'''

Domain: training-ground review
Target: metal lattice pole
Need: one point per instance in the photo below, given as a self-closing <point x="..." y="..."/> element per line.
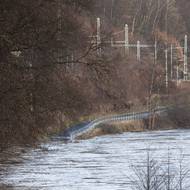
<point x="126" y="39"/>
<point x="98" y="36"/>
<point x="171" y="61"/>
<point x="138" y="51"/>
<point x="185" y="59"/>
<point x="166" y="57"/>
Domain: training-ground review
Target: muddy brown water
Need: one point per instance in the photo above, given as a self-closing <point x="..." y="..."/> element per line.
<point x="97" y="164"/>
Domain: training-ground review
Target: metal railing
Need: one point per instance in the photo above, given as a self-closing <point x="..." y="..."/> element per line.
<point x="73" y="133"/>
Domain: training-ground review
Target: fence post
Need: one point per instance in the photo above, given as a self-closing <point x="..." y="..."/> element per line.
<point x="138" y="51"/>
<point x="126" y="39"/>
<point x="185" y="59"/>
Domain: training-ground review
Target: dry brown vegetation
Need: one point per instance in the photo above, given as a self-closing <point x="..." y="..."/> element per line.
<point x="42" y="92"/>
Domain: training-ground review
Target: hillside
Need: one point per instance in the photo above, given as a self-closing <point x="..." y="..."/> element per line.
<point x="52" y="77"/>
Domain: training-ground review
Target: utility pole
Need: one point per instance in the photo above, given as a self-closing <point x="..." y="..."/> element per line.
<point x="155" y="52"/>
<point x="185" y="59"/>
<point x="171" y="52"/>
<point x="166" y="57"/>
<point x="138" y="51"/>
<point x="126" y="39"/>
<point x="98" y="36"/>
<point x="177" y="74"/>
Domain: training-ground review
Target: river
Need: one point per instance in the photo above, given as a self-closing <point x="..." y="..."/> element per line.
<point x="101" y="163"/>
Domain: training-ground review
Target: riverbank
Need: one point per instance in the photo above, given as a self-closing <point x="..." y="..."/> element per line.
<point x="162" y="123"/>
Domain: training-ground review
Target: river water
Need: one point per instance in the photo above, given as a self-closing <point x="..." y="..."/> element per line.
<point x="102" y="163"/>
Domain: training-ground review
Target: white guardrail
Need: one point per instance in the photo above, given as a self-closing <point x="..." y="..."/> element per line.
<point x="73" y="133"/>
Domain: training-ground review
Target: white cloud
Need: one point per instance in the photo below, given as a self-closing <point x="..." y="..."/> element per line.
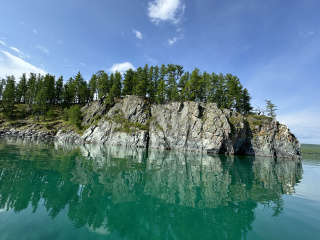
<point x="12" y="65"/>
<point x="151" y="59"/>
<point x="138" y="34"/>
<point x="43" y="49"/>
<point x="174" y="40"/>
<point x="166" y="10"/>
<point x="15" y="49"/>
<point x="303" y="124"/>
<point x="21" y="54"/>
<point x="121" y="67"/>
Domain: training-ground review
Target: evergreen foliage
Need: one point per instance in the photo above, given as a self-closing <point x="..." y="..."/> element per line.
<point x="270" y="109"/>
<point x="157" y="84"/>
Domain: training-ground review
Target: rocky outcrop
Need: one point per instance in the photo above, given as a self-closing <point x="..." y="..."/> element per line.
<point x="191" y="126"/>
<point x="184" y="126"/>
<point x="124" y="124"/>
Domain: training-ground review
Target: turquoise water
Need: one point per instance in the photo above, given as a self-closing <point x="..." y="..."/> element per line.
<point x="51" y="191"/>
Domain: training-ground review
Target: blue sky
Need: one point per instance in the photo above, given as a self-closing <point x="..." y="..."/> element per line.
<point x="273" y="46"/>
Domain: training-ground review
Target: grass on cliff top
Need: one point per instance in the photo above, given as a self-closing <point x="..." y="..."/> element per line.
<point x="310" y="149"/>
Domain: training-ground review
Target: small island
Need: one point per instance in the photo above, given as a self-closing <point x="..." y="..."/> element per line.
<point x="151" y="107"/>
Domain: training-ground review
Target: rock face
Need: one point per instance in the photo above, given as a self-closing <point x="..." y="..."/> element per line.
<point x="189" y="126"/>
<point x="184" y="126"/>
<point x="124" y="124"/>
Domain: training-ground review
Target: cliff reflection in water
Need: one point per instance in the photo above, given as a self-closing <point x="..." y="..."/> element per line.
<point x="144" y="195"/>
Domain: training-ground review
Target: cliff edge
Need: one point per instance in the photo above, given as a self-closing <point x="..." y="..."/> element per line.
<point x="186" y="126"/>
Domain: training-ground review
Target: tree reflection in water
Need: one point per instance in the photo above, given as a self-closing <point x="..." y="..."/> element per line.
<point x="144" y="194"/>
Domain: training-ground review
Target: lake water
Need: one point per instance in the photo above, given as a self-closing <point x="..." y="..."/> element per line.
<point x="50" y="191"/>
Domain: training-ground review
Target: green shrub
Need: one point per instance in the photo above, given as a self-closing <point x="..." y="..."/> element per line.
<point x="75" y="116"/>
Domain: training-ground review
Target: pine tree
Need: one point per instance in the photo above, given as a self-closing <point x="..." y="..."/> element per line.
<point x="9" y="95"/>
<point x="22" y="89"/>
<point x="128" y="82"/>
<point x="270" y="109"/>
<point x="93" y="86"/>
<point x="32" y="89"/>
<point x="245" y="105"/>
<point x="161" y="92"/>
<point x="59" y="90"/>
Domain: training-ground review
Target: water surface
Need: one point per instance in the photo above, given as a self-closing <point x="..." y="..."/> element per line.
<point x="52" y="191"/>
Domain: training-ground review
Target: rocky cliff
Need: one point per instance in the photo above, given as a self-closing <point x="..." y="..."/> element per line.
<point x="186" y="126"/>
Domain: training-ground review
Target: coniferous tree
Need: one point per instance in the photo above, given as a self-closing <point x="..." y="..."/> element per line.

'''

Tally the lines in the rows above that contain the string "rocky", treating case as significant, and reply with only that number.

- ANSWER TO THE TASK -
2